WHAT YOU NEED TO DO:
What lines of the data below hold the string "ledge"? Copy each one.

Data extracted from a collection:
+---+
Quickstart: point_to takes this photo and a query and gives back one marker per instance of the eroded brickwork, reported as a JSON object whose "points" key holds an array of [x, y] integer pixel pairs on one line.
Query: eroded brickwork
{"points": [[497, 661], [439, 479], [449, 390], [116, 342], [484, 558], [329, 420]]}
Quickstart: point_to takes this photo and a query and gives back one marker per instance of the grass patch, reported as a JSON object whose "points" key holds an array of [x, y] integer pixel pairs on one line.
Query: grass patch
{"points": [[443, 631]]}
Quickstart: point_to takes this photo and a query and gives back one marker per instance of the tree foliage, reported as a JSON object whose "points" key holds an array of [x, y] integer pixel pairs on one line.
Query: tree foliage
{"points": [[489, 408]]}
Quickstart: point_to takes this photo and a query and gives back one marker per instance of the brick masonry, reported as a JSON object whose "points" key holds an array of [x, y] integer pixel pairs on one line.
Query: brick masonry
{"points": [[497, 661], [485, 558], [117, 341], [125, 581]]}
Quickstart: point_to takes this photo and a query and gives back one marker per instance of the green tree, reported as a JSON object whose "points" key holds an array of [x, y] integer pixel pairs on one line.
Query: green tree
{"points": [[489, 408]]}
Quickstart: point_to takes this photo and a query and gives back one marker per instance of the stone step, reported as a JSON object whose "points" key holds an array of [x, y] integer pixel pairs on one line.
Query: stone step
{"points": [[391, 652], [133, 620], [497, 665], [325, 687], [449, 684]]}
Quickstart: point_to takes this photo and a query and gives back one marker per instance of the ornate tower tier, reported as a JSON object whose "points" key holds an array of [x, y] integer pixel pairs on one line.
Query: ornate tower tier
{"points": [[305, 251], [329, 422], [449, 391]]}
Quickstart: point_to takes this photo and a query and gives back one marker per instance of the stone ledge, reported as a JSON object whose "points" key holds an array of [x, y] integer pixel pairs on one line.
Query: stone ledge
+---+
RESULT OF THE EXERCISE:
Quickstart: point_to takes this photo and a query and gives back one marker per instance of the stone ledge, reported as a JSON object whose "points" key holds an array of [x, y] integer pixel pairs on one line.
Query: stone ledge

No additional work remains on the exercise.